From (redirected): https://drive.google.com/uc?id=1-6YUREBaAr5H2TNd4v66feF7-gXtRSTB&confirm=t&uuid=229b4732-3aa4-4923-83db-46c3

# 2. Preprocessing text data
This section defines functions for text preprocessing. Preprocessing steps include:
- Lowercasing
- Replacing symbols and punctuations
- Removing stopwords
- Stemming tokens

The goal is to normalize text data for effective retrieval

In [6]:
from functools import lru_cache
import Stemmer
nltk.download("stopwords", quiet=True)

# ------- Pre Initialization -------
# 1. Compile regex patterns once globally
# 2. Preload stopwords set
# 3. Initialize stemmer

ACRONYM_REGEX = re.compile(r"(?<!\w)\.(?!\d)")
PUNCTUATION_TRANS = str.maketrans("", "", string.punctuation)
STOPWORDS = set(nltk.corpus.stopwords.words('english'))
STEMMER = Stemmer.Stemmer('english')
# ----------------------------------

def preprocess(s):
    """
    Preprocess a string for indexing or querying.

    Args:
        s: The input string.

    Returns:
        A list of preprocessed tokens.
    """

    s = s.lower()
    s = s.replace("&", " and ")
    # normalize quotes and dashes
    s = s.translate(str.maketrans("‘’´“”–-", "'''\"\"--"))
    # remove unnecessary dots in acronyms (but not decimals)
    s = ACRONYM_REGEX.sub("", s)
    # remove punctuation
    s = s.translate(PUNCTUATION_TRANS)
    # strip and remove extra spaces
    s = " ".join(s.split())

________

WRITTEN PROBLEM A ▸
Count the lines in the entries below that contain the string "yellow", treating uppercase and lowercase letters as different, and give only the number.

EXERCISE MATERIALS ▸
________

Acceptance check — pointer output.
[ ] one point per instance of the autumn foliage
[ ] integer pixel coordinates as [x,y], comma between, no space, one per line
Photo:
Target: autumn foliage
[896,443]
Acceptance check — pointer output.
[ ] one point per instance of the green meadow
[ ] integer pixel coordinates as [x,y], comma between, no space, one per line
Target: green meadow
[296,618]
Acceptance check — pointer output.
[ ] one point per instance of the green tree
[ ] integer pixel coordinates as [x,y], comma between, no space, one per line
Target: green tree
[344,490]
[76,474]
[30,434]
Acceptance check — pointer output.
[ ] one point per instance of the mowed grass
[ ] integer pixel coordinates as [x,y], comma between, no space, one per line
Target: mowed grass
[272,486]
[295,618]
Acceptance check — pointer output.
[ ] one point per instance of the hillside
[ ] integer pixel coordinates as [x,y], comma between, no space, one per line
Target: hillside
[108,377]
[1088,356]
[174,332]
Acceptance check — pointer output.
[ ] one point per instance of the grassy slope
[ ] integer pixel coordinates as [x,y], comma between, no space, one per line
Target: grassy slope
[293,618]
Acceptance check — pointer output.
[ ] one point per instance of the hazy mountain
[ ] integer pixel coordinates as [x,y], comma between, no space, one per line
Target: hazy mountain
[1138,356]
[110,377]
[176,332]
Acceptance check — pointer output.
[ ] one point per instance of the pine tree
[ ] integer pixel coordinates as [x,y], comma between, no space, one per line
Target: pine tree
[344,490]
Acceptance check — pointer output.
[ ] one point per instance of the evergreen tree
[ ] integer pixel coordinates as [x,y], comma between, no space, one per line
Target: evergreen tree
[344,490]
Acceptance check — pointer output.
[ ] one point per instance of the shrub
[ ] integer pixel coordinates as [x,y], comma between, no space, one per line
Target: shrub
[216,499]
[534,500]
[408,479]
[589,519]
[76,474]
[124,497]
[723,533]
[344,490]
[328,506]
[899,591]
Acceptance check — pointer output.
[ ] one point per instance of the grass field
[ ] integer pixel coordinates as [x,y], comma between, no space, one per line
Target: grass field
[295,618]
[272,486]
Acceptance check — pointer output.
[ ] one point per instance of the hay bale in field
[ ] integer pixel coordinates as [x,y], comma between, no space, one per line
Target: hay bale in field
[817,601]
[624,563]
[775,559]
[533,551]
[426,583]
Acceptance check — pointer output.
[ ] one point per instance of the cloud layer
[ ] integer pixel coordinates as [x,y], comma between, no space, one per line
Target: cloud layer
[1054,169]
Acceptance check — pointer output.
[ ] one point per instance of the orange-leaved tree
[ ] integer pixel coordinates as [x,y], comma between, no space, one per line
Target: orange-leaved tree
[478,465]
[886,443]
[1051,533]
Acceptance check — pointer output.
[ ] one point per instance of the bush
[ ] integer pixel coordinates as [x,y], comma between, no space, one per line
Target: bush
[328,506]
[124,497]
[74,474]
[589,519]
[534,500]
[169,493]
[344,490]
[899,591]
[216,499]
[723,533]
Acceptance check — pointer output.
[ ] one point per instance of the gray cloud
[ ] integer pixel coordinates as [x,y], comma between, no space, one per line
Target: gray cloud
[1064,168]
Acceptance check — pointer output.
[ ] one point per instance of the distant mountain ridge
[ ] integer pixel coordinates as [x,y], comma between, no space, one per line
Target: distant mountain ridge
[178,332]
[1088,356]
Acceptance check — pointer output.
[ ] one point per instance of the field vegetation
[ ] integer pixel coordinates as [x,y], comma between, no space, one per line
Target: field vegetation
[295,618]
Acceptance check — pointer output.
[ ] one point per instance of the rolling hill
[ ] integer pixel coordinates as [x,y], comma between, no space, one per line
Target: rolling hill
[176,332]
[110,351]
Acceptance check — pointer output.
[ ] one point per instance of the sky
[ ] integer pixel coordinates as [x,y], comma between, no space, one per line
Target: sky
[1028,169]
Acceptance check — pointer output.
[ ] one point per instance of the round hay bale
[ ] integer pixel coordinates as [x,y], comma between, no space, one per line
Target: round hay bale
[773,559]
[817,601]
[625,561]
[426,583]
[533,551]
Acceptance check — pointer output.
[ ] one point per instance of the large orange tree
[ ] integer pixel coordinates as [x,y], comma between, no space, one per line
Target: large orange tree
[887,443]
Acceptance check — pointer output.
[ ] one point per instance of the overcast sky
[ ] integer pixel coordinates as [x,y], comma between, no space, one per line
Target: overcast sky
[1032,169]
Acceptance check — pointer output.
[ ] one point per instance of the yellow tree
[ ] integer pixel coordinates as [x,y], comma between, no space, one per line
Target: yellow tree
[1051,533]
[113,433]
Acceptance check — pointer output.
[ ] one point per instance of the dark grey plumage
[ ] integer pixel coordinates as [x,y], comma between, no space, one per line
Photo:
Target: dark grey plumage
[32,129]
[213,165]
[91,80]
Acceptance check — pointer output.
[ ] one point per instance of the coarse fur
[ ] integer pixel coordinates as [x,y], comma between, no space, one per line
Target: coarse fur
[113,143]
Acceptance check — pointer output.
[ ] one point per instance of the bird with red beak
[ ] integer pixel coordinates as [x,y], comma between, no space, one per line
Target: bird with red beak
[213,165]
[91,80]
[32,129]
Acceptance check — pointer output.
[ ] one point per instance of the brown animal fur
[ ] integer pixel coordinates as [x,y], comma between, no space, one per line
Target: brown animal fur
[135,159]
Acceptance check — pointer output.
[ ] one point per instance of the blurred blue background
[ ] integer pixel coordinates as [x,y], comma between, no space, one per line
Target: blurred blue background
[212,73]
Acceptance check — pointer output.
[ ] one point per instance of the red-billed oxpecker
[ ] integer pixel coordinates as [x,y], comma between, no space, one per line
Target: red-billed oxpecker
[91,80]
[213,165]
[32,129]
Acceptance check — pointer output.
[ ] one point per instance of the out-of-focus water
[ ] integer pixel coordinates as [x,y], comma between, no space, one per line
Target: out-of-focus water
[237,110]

________

WRITTEN PROBLEM B ▸
Output everything in the text preprocessing excerpt above from "STEMMER = Stemmer.Stemmer('english')" down to "The input string.", copied without any change.

FULL OUTPUT A ▸
2

FULL OUTPUT B ▸
STEMMER = Stemmer.Stemmer('english')
# ----------------------------------

def preprocess(s):
    """
    Preprocess a string for indexing or querying.

    Args:
        s: The input string.